BEGIN INPUT MATERIAL

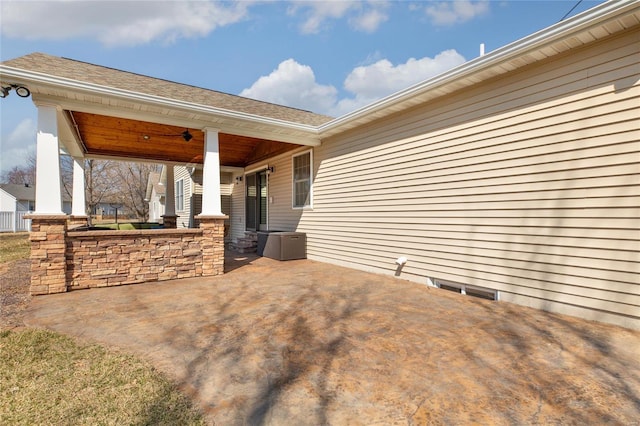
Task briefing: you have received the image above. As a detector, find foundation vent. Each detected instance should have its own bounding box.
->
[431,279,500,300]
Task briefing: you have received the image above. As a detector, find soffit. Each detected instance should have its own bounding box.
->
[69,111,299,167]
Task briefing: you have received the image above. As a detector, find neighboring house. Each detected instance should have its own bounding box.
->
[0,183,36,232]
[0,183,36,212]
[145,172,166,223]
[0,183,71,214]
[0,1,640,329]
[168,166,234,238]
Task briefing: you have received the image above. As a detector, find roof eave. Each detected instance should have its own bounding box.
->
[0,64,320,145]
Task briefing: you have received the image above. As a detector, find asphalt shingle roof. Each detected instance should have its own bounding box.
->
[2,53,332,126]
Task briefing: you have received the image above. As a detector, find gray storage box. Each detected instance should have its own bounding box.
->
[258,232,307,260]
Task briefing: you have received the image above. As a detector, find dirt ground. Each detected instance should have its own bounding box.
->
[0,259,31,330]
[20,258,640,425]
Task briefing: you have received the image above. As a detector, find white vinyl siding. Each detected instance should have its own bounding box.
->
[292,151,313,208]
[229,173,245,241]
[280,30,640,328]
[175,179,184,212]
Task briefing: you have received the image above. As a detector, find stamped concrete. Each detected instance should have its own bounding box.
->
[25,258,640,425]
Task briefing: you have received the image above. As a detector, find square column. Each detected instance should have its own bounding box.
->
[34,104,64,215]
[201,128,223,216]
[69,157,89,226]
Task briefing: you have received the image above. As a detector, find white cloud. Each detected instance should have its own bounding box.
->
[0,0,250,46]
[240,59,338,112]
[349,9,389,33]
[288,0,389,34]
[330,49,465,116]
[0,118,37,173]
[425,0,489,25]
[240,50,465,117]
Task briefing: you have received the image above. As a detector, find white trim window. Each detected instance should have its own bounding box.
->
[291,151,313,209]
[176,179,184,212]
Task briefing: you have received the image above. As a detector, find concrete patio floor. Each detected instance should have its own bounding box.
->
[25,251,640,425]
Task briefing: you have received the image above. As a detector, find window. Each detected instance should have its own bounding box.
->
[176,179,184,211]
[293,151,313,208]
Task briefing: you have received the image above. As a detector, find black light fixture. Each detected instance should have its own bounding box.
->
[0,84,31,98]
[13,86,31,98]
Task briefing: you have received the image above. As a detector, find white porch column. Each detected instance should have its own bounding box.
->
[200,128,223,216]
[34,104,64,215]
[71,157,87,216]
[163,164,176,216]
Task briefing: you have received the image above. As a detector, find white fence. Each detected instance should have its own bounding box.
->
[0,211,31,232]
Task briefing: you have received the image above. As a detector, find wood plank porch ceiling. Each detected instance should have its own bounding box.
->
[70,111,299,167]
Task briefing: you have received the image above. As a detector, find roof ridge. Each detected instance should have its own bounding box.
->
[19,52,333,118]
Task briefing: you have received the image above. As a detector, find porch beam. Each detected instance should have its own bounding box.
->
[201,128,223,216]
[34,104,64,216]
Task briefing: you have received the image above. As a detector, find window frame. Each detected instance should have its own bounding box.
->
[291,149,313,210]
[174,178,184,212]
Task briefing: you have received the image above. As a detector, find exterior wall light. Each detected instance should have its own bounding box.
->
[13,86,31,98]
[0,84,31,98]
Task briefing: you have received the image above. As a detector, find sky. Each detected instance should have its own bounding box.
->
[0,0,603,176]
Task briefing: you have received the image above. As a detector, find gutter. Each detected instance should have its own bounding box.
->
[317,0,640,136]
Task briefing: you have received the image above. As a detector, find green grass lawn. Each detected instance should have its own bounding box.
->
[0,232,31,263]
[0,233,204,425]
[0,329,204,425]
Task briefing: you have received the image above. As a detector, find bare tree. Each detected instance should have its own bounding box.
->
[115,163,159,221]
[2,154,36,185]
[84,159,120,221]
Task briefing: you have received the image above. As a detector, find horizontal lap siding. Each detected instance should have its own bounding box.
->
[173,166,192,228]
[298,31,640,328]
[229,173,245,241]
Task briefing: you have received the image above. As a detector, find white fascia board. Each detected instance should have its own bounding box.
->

END INPUT MATERIAL
BEGIN INPUT MATERIAL

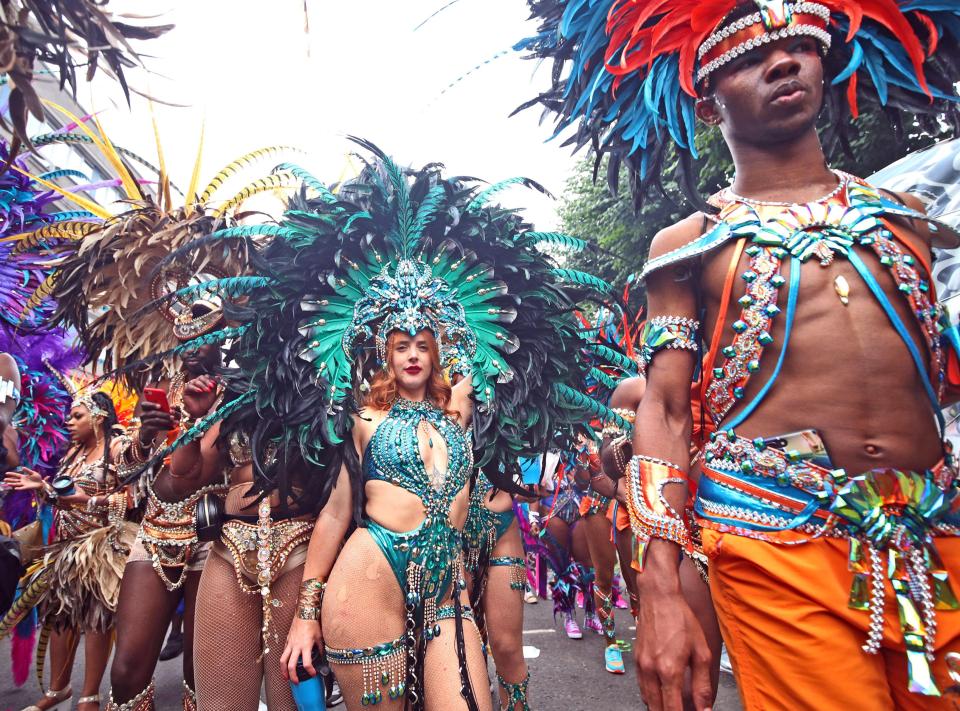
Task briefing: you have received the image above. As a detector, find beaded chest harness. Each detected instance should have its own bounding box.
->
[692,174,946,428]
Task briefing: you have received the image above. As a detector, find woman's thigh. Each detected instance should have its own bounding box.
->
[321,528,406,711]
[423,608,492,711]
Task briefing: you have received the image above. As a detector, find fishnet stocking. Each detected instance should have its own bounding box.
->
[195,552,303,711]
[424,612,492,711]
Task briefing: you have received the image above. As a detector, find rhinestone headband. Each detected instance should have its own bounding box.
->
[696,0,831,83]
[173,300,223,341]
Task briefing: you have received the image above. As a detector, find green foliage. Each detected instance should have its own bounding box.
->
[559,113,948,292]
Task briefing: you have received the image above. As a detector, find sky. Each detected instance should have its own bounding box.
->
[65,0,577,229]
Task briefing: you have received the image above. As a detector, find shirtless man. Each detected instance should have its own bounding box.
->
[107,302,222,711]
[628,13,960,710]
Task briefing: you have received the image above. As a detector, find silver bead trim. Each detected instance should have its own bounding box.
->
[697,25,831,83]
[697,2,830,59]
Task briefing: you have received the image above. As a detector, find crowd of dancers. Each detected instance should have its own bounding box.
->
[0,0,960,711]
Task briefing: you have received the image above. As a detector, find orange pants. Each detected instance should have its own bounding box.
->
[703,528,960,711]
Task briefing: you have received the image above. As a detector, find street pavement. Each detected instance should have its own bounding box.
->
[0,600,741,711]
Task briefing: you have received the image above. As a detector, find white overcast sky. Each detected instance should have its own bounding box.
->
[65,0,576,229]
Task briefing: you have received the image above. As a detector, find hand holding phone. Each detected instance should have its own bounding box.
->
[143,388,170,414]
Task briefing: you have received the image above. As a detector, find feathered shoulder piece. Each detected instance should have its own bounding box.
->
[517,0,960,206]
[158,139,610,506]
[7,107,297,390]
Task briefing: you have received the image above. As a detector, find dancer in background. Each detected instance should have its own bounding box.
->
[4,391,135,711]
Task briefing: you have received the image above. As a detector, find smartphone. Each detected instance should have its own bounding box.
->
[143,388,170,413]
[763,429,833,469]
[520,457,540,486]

END INPUT MATERIAL
BEGIN INPUT MATERIAL

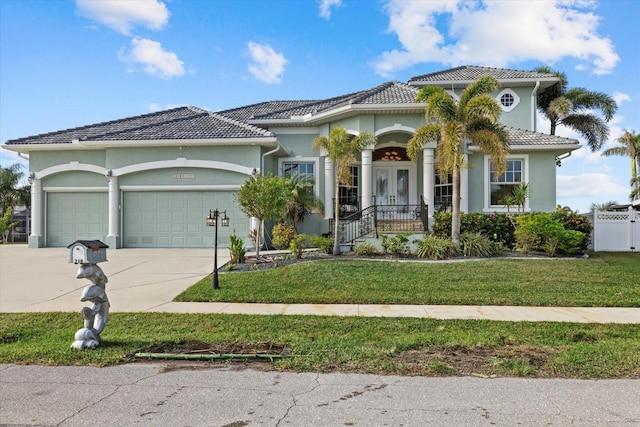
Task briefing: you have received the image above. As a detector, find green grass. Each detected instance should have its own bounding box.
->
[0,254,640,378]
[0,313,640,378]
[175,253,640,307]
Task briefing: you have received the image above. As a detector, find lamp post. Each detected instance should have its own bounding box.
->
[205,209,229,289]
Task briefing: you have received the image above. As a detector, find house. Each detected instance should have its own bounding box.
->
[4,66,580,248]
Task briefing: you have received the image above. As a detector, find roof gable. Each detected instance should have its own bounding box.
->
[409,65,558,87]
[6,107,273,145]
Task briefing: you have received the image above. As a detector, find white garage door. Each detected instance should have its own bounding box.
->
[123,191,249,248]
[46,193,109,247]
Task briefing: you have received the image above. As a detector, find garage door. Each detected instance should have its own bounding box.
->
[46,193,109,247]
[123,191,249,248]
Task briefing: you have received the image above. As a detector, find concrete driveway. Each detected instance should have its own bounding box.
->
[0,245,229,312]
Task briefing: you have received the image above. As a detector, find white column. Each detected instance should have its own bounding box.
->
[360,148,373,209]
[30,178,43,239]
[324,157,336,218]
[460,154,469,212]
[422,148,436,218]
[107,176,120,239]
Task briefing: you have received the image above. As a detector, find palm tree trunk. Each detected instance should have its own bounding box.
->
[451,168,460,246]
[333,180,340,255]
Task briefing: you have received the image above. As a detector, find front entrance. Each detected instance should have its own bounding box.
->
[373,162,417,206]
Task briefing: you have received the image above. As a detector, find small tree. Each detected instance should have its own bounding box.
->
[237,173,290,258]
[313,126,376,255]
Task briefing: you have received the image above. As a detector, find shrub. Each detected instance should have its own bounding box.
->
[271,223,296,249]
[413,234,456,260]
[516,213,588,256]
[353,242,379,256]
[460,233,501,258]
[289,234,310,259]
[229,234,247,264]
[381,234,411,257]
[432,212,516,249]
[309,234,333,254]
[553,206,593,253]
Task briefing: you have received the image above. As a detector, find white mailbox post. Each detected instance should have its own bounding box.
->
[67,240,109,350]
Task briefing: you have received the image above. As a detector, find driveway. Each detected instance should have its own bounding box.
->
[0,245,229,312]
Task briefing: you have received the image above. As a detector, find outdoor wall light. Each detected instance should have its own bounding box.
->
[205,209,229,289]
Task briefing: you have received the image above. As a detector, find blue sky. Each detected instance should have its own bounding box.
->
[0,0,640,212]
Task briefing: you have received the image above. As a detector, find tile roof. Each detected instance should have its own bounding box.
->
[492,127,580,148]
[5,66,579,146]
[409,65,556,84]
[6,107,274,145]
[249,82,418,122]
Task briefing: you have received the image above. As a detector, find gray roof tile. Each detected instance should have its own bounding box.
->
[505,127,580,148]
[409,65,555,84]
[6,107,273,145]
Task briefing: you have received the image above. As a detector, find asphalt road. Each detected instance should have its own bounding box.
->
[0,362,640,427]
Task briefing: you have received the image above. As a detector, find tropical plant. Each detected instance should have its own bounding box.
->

END INPUT MATERIAL

## PROBLEM DETAILS
Turn the stretch of the material from the line containing "detector, find wood" through the line containing "[34,104,64,216]" into a JSON list of strings, one string per line, with blank lines left out and both end lines included.

## EXERCISE RESPONSE
[
  "Task briefing: you have received the image above. As a detector, find wood plank porch ceiling. Each detected instance should have its own bounding box.",
  "->",
  "[70,111,299,167]",
  "Task briefing: you have received the image above. As a detector, find roof ridge. Each detected instance should have its own bounding box.",
  "->",
  "[19,52,333,118]",
  "Task briefing: you have received the image above. As a detector, find porch beam. Each detected instance should have its own bounding box.",
  "->",
  "[201,128,223,216]",
  "[34,104,64,216]"
]